Dataset extract —
++++++++++++++++++++
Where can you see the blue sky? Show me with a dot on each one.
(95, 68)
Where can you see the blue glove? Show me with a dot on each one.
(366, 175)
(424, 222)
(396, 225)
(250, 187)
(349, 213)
++++++++++++++++++++
Given exercise —
Copy all of the records above word for word, keeping each line as it appears.

Written answer —
Where can you see the blue sky? Show me with a dot on each one.
(95, 68)
Where can you see the blue glove? Show me with a dot on each one.
(366, 175)
(424, 222)
(396, 225)
(250, 187)
(349, 213)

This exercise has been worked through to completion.